Kutipan Pilihan
<<<<
Huda menilai, kewajiban tersebut terlalu berlebihan dan mengancam kebhinekaan.
“Kami sangat prihatin dengan fenomena maraknya sikap intoleran di lembaga-lembaga pendidikan milik pemerintah,” kata Huda dalam keterangan tertulis yang diterima Kompas.com, Sabtu (23/1/2021).
“Banyak tenaga-tenaga pendidik yang tidak tepat dalam mengajarkan semangat keberagamaan di kalangan siswa,” kata dia.
Huda mengatakan, fenomena di Sumbar bukanlah kejadian pertama yang menunjukkan menguatnya sikap intoleransi di sekolah-sekolah negeri.
Sebelumnya, kata dia, ada kejadian serupa mengenai seorang guru di Jakarta meminta siswa-siswanya memilih calon ketua OSIS dengan alasan SARA.
Hal yang sama juga pernah terjadi di Depok, Jawa Barat.
“Kejadian-kejadian tersebut cukup memprihatinkan karena diduga dilakukan oleh tenaga kependidikan di sekolah negeri yang harusnya mengarusutamakan nilai-nilai Pancasila dengan inti penghormatan terhadap nilai kebhinekaan,” kata Huda.
>>>>
Bahan Tersedia
<<<<
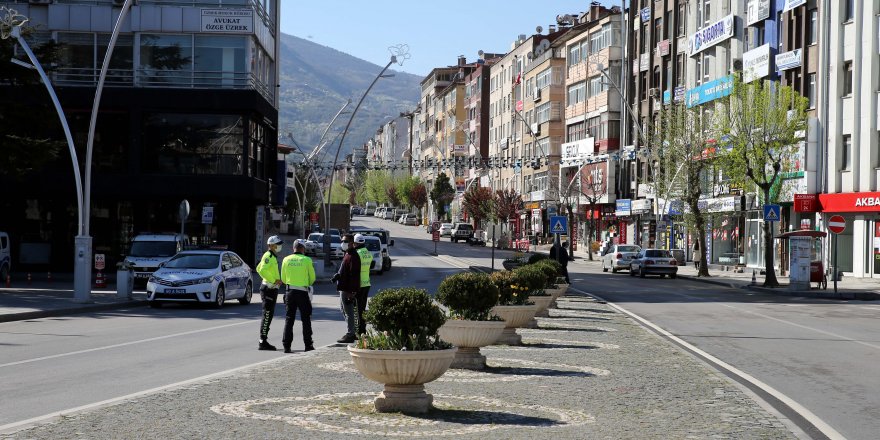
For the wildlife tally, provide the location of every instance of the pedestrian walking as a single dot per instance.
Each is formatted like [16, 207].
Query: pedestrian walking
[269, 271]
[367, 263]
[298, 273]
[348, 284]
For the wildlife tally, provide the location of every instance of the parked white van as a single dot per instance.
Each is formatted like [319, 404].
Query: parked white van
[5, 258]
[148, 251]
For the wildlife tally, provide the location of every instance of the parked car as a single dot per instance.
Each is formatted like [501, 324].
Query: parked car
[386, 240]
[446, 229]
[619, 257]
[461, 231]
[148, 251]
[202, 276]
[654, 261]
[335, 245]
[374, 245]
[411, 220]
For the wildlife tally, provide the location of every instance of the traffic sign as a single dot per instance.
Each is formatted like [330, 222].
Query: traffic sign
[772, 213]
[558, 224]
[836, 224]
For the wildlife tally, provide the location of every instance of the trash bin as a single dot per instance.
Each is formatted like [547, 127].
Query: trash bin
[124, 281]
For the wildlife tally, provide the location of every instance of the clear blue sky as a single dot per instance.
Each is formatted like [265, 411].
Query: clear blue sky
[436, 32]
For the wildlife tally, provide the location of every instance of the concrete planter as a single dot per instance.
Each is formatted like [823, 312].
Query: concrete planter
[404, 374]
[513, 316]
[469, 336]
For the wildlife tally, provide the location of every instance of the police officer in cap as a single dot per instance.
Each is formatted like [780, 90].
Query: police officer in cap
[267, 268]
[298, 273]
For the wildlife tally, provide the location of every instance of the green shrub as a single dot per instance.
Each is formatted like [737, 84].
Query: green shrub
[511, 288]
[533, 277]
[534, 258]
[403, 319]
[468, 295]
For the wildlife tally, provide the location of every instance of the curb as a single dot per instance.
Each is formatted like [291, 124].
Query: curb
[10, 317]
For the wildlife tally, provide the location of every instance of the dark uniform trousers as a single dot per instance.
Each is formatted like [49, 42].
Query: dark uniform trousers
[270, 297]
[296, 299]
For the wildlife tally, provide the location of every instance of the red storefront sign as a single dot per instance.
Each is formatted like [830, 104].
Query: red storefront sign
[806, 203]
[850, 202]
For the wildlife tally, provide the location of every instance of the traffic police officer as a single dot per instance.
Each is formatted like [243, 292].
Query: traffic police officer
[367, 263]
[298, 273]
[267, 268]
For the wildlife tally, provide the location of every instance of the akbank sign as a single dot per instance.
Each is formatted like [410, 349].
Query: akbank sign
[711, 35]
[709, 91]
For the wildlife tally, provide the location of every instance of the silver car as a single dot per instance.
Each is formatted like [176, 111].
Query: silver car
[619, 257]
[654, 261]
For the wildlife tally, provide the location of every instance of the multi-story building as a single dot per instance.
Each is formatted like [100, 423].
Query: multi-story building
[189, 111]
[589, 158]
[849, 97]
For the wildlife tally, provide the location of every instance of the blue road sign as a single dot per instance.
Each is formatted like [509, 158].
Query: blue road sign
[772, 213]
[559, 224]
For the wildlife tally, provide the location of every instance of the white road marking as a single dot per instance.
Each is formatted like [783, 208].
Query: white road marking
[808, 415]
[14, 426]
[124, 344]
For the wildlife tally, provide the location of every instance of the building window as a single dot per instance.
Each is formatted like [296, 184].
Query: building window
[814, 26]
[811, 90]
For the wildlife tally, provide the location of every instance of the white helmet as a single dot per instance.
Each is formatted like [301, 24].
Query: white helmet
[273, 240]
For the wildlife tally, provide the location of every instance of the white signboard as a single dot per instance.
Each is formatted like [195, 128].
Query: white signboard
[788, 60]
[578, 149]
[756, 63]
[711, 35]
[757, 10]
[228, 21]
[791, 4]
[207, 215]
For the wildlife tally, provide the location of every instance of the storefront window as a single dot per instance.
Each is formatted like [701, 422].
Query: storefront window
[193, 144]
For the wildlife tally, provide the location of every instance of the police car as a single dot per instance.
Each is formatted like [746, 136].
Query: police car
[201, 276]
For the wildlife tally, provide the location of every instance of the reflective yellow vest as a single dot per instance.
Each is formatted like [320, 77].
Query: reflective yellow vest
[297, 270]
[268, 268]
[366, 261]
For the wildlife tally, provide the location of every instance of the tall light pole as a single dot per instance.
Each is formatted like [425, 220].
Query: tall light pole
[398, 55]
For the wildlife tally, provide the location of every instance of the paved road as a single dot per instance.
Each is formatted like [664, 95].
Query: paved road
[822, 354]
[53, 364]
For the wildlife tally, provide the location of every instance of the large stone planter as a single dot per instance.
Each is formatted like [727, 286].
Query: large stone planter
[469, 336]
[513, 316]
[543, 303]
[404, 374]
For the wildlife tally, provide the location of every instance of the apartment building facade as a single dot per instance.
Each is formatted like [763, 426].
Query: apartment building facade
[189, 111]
>>>>
Petunjuk Latihan
**a)** Menurut kutipan tentang sikap intoleran di sekolah negeri, kapan Kompas.com menerima keterangan tertulis dari Huda?
**b)** Sebutkan semua nama daerah yang disebut dalam kutipan tentang sikap intoleran di sekolah negeri.
**c)** Lanjutkan kutipan tentang sikap intoleran di sekolah negeri, mulai dari sesudah kalimat terakhirnya.

Jawaban Tiap Tugas
**a)** Sabtu (23/1/2021).

**b)** Sumbar, Jakarta, Depok, Jawa Barat

**c)**
Ketua Komisi X ini mengungkapkan, di era otonomi daerah, penyelenggaraan SMA dan SMK negeri di bawah kewenangan dari Pemprov.
Mereka, kata Huda, mempunyai otoritas untuk mengatur arah kebijakan sekolah, distribusi guru, hingga kebijakan anggaran.
Kendati demikian, ia menilai, harusnya kebijakan-kebijakan tersebut tetap mengacu pada nilai-nilai dasar pilar bernegara yakni UUD 1945, Pancasila, NKRI, dan Bhineka Tunggal Ika.
“Tidak benar jika atas nama otonomi daerah, suatu wilayah mempunyai kebebasan termasuk unit penyelenggaraan pendidikan membuat aturan yang secara prinsip bertentangan dengan nilai dasar-nilai dasar kita dalam berbangsa dan bernegara,” ujar Huda.
Lebih lanjut, Politikus PKB ini juga menyoroti kian mudahnya cara pandang keagamaan yang sempit dan kaku masuk ke dalam lembaga pendidikan negeri.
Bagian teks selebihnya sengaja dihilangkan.